* [Data entries]
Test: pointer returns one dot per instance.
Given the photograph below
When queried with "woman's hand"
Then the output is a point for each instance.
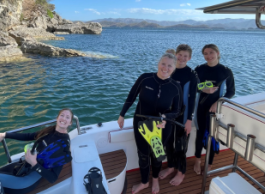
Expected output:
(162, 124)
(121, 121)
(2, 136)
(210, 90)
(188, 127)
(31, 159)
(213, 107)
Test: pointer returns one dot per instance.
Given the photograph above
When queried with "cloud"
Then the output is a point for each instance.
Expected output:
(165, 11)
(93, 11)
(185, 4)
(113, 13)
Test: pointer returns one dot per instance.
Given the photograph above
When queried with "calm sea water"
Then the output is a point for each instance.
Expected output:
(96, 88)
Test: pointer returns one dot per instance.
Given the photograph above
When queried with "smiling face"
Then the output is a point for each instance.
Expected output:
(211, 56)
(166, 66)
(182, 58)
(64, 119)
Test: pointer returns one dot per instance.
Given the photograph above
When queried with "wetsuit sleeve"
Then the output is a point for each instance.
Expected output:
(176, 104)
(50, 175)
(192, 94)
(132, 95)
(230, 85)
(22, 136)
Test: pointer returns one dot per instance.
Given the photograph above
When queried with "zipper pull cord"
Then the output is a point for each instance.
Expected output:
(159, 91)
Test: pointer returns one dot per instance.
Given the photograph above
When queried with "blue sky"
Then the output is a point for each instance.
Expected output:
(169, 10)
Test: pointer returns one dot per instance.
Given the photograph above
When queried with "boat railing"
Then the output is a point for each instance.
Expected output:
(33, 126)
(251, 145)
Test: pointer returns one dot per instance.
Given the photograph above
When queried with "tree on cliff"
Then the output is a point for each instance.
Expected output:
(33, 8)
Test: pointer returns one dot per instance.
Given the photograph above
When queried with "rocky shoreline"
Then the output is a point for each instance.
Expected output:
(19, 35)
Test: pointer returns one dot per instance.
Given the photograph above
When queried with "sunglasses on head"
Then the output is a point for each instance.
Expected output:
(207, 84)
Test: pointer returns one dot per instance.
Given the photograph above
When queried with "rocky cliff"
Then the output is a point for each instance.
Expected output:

* [Requirements]
Your copy should hold every record word for word and none of the pictures.

* [Result of the task]
Test: pointer returns one dot per instance.
Given the photograph below
When queried with "woman's hand"
Then the output is a point for each instance.
Expected output:
(162, 124)
(121, 121)
(2, 136)
(210, 90)
(188, 127)
(31, 159)
(213, 107)
Test: pointer returns one dot per instance.
Given the photograph above
When queried with "cloud"
Then the output is a point for each instance.
Expected output:
(165, 11)
(93, 11)
(185, 4)
(113, 13)
Test: pointer returns one dot per instance.
Given the photograph above
When queried with "calm sea water"
Then the output is a point for each instance.
Expected output:
(96, 88)
Test: pointer returns one dot per instance.
Given the photograph above
When queried with "smiling face"
Then the output is a point for each instance.
Expected output:
(211, 56)
(166, 66)
(182, 58)
(64, 119)
Test: pointer returns one dot per instance.
Given the photograph above
When queried with "wetsuit sleeve"
Then the output is a point for each instance.
Expected output:
(176, 104)
(50, 175)
(192, 94)
(132, 95)
(230, 85)
(22, 136)
Test: pointer returns one dot per instance.
Given the photograph above
When queried with "zipper pull cord"
Then the output is a point for each instance.
Expected output:
(159, 91)
Test: pointer returns one dot per instance.
Given the photograph above
When queried with "blue sky"
Then the output is a point for each instance.
Expected output:
(169, 10)
Test: pointer returns one dot per instance.
Given the photograph above
When queried with "boat railing"
Then the output is a point for each instance.
Expected output:
(33, 126)
(251, 145)
Test: pointer returns one dot per instance.
Given the photograph above
When queried with "tree on cliff"
Then the output is a point for each instance.
Expected output:
(33, 8)
Test: pointer returns one dot per instance.
Given the photograph above
When queried with "rocky shoreline"
Then the output is a point for each instance.
Expected output:
(19, 35)
Test: pointer returns one dot per instance.
Given the photograph above
When queried with "sunglasses on head"
Then the output is a point for each instance.
Expected output:
(207, 84)
Test: pointer returns one dot per instance.
Given the photograph above
When queried with "rocky cliff"
Then the output is a point for each instance.
Expected output:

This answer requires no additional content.